### RECORDS FOR THIS EXERCISE

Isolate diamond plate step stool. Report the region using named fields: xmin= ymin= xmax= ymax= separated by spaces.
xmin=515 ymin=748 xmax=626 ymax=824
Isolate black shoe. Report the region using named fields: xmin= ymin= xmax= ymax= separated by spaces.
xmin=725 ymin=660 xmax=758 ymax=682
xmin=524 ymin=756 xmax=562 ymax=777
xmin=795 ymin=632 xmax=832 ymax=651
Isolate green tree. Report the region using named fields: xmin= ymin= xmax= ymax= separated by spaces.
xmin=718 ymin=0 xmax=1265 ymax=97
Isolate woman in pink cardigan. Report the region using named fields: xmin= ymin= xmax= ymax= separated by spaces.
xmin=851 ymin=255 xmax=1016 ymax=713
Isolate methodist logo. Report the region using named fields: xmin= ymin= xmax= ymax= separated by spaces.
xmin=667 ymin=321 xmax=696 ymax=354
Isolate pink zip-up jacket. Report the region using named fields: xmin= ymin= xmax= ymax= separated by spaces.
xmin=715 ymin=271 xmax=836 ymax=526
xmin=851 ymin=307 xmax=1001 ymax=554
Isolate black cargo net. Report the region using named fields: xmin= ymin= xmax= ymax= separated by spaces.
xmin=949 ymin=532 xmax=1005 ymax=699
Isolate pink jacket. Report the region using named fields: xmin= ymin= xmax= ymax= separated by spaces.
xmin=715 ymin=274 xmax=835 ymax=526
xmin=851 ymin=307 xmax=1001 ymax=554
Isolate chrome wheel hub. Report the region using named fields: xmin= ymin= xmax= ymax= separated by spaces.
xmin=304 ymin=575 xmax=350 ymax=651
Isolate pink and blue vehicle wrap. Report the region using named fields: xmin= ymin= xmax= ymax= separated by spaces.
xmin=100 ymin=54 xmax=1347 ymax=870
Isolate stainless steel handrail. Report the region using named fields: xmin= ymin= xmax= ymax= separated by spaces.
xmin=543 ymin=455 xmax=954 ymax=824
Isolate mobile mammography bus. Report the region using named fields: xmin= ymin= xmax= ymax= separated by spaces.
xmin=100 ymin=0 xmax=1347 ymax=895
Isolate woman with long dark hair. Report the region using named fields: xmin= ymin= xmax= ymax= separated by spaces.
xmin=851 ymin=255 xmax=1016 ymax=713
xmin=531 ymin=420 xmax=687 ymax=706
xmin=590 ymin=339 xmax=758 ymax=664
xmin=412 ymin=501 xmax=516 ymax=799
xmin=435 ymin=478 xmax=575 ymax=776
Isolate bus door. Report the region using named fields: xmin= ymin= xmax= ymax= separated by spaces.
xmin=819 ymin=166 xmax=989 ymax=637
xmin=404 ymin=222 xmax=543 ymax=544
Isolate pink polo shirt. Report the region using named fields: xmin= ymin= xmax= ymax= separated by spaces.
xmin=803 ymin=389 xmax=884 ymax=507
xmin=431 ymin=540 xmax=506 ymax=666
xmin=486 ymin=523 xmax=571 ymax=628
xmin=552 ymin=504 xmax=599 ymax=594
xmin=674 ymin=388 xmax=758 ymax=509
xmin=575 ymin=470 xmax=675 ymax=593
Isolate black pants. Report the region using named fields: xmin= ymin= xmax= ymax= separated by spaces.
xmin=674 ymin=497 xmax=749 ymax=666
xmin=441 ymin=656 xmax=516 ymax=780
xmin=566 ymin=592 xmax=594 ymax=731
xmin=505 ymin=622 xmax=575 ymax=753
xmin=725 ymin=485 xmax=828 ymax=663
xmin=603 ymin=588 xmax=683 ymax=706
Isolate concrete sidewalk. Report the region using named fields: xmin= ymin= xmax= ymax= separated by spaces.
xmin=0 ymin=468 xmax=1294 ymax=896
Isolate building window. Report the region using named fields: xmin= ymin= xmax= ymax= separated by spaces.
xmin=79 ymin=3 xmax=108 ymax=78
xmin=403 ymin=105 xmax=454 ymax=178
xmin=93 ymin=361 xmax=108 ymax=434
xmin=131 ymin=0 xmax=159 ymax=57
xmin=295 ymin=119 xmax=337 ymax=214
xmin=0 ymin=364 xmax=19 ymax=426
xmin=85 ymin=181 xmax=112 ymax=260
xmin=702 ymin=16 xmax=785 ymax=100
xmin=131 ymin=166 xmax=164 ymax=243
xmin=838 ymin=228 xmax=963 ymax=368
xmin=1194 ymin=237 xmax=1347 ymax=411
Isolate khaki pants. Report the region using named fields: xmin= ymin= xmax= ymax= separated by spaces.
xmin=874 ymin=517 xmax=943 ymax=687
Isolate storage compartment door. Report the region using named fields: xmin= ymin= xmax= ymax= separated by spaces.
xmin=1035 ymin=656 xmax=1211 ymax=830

######

### AIM OF THE EXERCISE
Give the rows as a Markdown table with the columns Index and Entry, leaving out any blank lines. Begin at the line that contains "Isolate black cargo" and stop after the line that contains "xmin=575 ymin=470 xmax=675 ymax=593".

### EXERCISE RESULT
| Index | Entry |
|---|---|
| 1 | Isolate black cargo net. Report the region using named fields: xmin= ymin= xmax= ymax= separated by spaces. |
| 2 | xmin=949 ymin=532 xmax=1005 ymax=699 |
| 3 | Isolate pink jacket. Report the region using named fields: xmin= ymin= xmax= ymax= separated by spaces. |
| 4 | xmin=715 ymin=274 xmax=835 ymax=526 |
| 5 | xmin=851 ymin=307 xmax=1001 ymax=554 |
| 6 | Isolate chrome wheel hub. Report the region using named fields: xmin= ymin= xmax= ymax= separated by spaces. |
| 7 | xmin=304 ymin=575 xmax=350 ymax=651 |
| 8 | Isolate pink and blue vehicle wrap. Report the region using named fields: xmin= ymin= xmax= ymax= separated by spaces. |
| 9 | xmin=100 ymin=54 xmax=1347 ymax=870 |
| 10 | Isolate stainless steel handrail. Report the region using named fields: xmin= ymin= xmax= ymax= separated by spaces. |
| 11 | xmin=543 ymin=455 xmax=954 ymax=824 |
| 12 | Isolate mobile mammography bus. Report the region using named fields: xmin= ymin= xmax= ymax= separated by spaces. |
| 13 | xmin=100 ymin=0 xmax=1347 ymax=895 |
| 14 | Isolate woman with long dark hair. Report the region using named fields: xmin= ymin= xmax= ymax= separated by spaces. |
| 15 | xmin=851 ymin=255 xmax=1016 ymax=713 |
| 16 | xmin=531 ymin=420 xmax=687 ymax=706 |
| 17 | xmin=590 ymin=339 xmax=758 ymax=664 |
| 18 | xmin=412 ymin=501 xmax=516 ymax=799 |
| 19 | xmin=435 ymin=478 xmax=575 ymax=776 |
| 20 | Isolate bus door. Report the region using named fields: xmin= ymin= xmax= ymax= separated by spaces. |
| 21 | xmin=819 ymin=166 xmax=989 ymax=637 |
| 22 | xmin=404 ymin=222 xmax=543 ymax=544 |
| 23 | Isolate pink polo shirt. Report the region using named fields: xmin= ymin= xmax= ymax= separated by spaces. |
| 24 | xmin=803 ymin=389 xmax=884 ymax=507 |
| 25 | xmin=431 ymin=540 xmax=506 ymax=666 |
| 26 | xmin=486 ymin=523 xmax=571 ymax=628 |
| 27 | xmin=552 ymin=504 xmax=599 ymax=594 |
| 28 | xmin=674 ymin=388 xmax=758 ymax=509 |
| 29 | xmin=575 ymin=470 xmax=675 ymax=593 |